## Text excerpt
Dr. P. was a musician who suffered from a condition that led to regular misclassifications of everyday objects, like his shoe, his hat, or his wife.
To understand what this might be like, ask someone else to read Pablo Neruda's Odes to Common Things aloud without naming the object. Can you identify it? Imagine seeing it and still not knowing.
I bought myself an extravagant red rose for my buttonhole. Now I removed this and handed it to him. He took it like a botanist or morphologist given a specimen, not like a person given a flower.
'About six inches in length,' he commented. 'A convoluted red form with a linear green attachment.'
'Yes,' I said encouragingly, 'and what do you think it is, Dr. P.?'
'Not easy to say.' he seemed perplexed. 'It lacks the simple symmetry of the Platonic solids, although it may have a higher symmetry of its own... I think this could be an inflorescence or flower.'Dr. P.'s accurate yet circuitous classification of the flower reminds me of Richard Feynman's statement on how we see different aspects of floral beauty. Does knowing it's a flower make it more or less beautiful?

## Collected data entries
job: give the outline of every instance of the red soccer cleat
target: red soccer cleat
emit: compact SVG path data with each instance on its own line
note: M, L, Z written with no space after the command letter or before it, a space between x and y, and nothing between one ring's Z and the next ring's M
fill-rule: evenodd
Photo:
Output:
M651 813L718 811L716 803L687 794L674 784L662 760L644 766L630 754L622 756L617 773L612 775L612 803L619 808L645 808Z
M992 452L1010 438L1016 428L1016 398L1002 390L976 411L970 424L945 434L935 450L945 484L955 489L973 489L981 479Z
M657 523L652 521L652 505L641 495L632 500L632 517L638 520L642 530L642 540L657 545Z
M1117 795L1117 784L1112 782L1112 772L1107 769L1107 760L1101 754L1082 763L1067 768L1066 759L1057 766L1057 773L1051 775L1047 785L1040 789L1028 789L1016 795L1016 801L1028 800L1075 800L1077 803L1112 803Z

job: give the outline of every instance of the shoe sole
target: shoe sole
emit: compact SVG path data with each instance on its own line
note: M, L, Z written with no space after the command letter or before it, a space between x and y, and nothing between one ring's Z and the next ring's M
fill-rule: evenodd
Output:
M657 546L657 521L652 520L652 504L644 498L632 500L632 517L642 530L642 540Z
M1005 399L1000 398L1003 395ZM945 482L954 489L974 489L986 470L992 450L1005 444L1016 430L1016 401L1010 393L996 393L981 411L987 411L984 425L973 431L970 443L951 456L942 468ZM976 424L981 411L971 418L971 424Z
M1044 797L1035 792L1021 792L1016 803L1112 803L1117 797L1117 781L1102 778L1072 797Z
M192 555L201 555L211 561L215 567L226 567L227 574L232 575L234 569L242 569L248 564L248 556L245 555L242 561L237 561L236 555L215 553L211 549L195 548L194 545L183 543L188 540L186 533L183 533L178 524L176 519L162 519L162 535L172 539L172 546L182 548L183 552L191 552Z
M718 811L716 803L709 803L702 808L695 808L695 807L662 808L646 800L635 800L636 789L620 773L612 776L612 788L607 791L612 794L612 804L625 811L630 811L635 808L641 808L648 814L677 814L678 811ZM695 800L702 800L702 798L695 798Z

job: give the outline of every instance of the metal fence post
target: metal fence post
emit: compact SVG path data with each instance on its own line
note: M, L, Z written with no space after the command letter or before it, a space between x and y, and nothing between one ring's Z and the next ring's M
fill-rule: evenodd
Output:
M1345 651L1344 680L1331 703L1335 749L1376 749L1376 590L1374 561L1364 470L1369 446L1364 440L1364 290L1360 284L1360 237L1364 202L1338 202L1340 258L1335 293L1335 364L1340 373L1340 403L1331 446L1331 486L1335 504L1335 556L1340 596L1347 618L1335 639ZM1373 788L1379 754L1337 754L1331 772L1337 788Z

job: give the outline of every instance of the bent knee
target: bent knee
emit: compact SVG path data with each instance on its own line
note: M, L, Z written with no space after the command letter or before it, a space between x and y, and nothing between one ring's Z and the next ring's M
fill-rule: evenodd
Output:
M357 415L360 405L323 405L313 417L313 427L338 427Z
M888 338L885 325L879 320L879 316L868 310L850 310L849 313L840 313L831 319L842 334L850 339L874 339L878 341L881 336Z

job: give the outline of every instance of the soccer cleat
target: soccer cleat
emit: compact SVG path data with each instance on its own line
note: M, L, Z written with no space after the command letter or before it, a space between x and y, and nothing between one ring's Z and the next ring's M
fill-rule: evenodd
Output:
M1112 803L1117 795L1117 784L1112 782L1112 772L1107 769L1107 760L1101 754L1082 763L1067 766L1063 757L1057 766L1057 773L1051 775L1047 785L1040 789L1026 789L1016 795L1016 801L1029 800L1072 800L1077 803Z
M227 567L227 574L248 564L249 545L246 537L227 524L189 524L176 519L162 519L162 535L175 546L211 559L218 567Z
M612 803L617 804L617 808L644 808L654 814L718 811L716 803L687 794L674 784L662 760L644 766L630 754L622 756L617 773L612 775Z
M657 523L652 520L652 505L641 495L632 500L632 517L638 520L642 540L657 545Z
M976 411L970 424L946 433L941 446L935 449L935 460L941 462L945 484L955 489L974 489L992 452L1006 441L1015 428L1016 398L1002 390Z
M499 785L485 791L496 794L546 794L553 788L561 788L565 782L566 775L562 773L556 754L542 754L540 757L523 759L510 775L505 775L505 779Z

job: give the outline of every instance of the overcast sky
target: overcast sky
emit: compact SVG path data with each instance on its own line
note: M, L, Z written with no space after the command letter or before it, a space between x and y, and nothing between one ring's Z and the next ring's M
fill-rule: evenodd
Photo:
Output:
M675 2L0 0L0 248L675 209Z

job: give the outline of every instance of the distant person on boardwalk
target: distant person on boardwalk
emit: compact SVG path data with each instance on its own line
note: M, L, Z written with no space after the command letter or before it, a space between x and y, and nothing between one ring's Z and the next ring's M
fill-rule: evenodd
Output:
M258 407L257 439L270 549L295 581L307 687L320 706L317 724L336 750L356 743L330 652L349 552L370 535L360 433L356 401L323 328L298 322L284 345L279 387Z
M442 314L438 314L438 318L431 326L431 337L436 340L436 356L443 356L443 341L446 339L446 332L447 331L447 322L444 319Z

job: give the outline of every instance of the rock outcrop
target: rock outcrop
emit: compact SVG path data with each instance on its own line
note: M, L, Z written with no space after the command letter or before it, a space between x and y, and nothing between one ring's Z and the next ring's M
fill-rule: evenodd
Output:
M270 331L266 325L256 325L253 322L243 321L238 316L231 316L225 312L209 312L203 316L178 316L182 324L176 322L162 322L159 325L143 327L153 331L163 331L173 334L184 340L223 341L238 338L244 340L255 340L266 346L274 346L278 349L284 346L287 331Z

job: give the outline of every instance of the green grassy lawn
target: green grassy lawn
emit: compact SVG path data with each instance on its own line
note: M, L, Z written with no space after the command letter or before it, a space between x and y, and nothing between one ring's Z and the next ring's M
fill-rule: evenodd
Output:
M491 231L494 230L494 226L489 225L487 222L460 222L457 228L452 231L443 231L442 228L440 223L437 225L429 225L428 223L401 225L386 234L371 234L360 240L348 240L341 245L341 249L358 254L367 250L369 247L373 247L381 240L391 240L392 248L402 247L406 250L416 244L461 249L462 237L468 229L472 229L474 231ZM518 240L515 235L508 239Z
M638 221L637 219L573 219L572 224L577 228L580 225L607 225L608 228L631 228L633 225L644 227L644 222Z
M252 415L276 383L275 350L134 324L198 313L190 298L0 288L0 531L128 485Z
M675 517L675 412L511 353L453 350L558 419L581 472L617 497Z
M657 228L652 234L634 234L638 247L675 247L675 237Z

## What is needed
Extend the passage about Dr. P. and the rose, starting after its final question about whether knowing it's a flower makes it more or less beautiful.

## Result below
Sacks balanced his clinical study of the neurological condition with treating the emotions of individuals unaware they had neurological disorders.
Like the patient who could not remember or identify individuals he met (but unlike Dr. P. did know they were people).
He remembered nothing for more than a few seconds. He was continually disoriented. Abysses of amnesia continually opened beneath him, but he would bridge them nimbly, by fluent confabulations and fictions of all kinds. For him they were not fictions, but how he suddenly saw, or interpreted, the world. Its radical flux and incoherence could not be tolerated, acknowledged, for an instant—there was, instead, this strange delirious, quasi-coherence [...] continually improvising a world around him.This patient in particular found peace and rest in nature. He ceased inventing a new reality and let the reality of nature take him in. Like so many other wonderful, overripe souls—Van Gogh, Emerson, Mary Oliver, and Penelope Lively, nature lays out acceptance.
When Sacks asks and tries to answer what life is like for this patient, as he does for all his patients, he gives us a glimpse of what it might be like to be trapped in a condition, ceaselessly struggling to maintain what we take for granted.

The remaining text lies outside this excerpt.